| Document segment |
----
Last Friday, I dropped by Shizen Ya on Broadway to get some takeout for myself and my notoriously hard-to-please mom. My mom had for some reason become impressed with brown rice, so I thought I'd try out some brown rice sushi on her.
At other sushi places, you can sometimes substitute regular sushi rice with brown rice for about 50¢. Brown rice is processed less but costs more. Hmm... At Shizen Ya, USDA certified organic brown rice is standard. The seafood used at Shizen Ya also bears the round Ocean Wise sustainable seafood logo.
On this trip, I got a Sakura Blossom Roll, a Spicy Tuna Cone, and a bit of their homemade Natto.
- Sakura Blossom Roll ($12.95; juicy fresh crab, spicy albacore tuna, cucumber, avocado, rolled with organic brown sushi rice, wrapped with wild sockeye salmon; creamy maple dressing)
- This is a larger sushi roll, about 2" in diameter, compared to the typical smaller ~1" diameter rolls that sell for $5-$7. The bright red salmon on the outside gives this a nice presentation, although the salmon didn't always go completely around the sushi.
- Not sure why they put down "spicy albacore tuna" because there was nothing spicy here at all. The maple dressing was creamy and gave some sweetness to it, but not so much as to overwhelm everything.
- Do NOT get this for takeout for someone else! In the take-out box, the creamy dressing eventually found its way to the bottom of each piece of sushi. You didn't lose all of it, but it does make an ugly mess if you look underneath. If the mushiness bothers you, you could very briefly sear the bottom of each piece on a non-stick skillet.
- Spicy Tuna Cone ($2.95; tuna, quinoa, avocado in a soy paper wrapper)
- The first thing that happened when I picked this up is that some quinoa promptly leaked/spilled out the bottom of the cone. You might want to pinch and/or fold up the very end before picking it up off the plate.
- I found this had too much avocado, in two large chunks, and that dominated the flavour of everything else. Nothing spicy here, either. If anything, the avocado gave it a blandness.
- It also looks a bit small, but at $2.95, how much do you want?
- Natto ($3.95)
- A long time ago, I had a "natto bomb" at Alpha Global Sushi & Bar, where the server advised me to basically drown the thing in soy sauce. It naturally tasted mostly like soy sauce. I'd also had natto ice cream at the now-closed Shiru-Bay Chopstick Cafe in Yaletown. I think it was on one of their Dine Out Vancouver offerings. Strangely, that tasted vaguely like coffee, probably because of the caramel and vanilla. So I wanted to try natto just on its own. Big mistake.
- The portion you get is about one measuring cup full for your $3.95. The Japanese typically have it with rice and dusted with sugar or drowned in soy sauce.
- Natto is supposed to be good for you, if you don't retch it out. When you scoop it up, it makes web-like strings because of the goo it's sitting in. Heck, that's probably the bacteria that's infesting the stuff. Legend has it that some boiled soybeans went bad and soldiers ate it anyway -- and liked it! When you put it in your mouth, you can confirm just how slimy it looks.
- They say it's an acquired taste. For me, it starts out initially bland, but has a slight bitter aftertaste. It's the slimy goo that gets me, more than the flavour -- so putting in soy sauce didn't help so much. The natto here doesn't smell very strong, but there's a slight stink to it too.
- In the end, we seared the natto in a skillet to see if that would help with the goo. Then we put in something sweet. I tried honey and it just mixed with the goo, making it even slimier. My mom tried some Kraft Poppy Seed Dressing and claimed to have good results.
- If you're in largish group of 6-8, you're pretty safe to try the natto as a novelty (just in case you actually like it) since no one will get more than a teaspoon to try. Otherwise, pass.
----
| Information supplied |

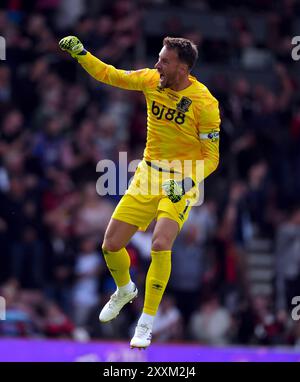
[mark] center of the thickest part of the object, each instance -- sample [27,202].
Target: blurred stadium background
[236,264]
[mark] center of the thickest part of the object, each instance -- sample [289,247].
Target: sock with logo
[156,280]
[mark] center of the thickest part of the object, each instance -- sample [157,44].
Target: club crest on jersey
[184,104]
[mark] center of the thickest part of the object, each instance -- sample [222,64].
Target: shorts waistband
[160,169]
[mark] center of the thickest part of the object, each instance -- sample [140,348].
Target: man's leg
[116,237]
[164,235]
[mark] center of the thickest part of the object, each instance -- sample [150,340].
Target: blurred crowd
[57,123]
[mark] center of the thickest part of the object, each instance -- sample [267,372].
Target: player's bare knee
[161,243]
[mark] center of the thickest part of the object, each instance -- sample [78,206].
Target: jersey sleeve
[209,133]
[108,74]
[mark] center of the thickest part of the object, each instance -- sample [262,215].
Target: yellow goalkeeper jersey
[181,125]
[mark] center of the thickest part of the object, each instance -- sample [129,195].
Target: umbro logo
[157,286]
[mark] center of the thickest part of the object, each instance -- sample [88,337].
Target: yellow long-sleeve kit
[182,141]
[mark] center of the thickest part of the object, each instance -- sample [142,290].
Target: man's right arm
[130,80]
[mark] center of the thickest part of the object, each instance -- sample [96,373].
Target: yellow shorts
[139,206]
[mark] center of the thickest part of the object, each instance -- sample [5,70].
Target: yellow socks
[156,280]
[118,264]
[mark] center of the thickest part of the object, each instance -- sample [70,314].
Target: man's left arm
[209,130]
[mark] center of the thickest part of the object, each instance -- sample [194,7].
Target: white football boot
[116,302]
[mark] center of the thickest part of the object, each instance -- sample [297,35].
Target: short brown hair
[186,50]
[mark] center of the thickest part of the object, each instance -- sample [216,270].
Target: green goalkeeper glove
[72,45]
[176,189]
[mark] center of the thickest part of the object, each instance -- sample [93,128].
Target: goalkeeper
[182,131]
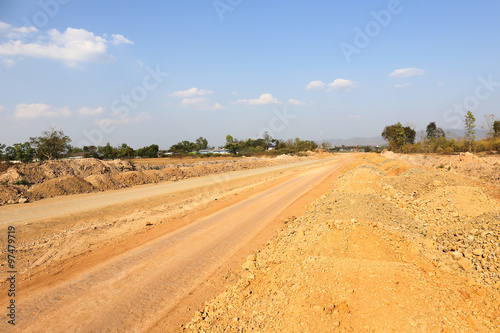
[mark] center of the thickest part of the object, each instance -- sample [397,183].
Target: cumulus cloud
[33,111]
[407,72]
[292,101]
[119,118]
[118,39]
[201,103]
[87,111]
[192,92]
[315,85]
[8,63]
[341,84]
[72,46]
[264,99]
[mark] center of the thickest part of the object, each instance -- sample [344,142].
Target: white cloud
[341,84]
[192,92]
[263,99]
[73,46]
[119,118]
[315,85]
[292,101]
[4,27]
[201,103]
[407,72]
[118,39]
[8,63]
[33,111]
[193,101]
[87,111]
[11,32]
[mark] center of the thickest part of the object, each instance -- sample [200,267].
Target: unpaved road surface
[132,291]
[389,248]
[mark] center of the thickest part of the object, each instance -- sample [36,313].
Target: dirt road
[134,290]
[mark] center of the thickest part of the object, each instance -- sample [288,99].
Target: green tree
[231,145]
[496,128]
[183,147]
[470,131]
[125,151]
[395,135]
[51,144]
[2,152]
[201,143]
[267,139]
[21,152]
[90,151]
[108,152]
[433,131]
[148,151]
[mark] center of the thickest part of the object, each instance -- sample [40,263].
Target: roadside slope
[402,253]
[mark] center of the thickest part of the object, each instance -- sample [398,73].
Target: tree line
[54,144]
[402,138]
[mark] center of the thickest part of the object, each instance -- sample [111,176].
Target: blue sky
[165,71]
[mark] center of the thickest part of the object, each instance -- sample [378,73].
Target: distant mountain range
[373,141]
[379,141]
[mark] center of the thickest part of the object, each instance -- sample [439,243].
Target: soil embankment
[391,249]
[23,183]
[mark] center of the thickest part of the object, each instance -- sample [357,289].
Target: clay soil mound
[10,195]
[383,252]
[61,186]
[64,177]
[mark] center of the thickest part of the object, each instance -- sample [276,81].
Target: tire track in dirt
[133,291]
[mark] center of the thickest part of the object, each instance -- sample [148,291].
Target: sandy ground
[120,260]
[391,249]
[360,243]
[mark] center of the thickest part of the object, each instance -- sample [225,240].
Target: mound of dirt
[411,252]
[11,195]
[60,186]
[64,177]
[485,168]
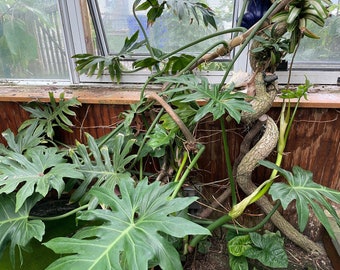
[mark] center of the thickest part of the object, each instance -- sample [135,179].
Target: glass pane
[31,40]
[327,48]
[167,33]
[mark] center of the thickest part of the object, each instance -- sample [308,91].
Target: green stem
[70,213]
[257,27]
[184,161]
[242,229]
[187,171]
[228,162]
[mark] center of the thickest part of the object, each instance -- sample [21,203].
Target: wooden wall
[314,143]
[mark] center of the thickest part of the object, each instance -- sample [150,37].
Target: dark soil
----
| Task item |
List every ingredient named in the parentheses for the Sakura Blossom Roll in the Shizen Ya review. The records above come from a separate source.

| Exercise response |
- juicy fresh crab
- spicy albacore tuna
- cucumber
- avocado
- organic brown sushi rice
- wild sockeye salmon
- creamy maple dressing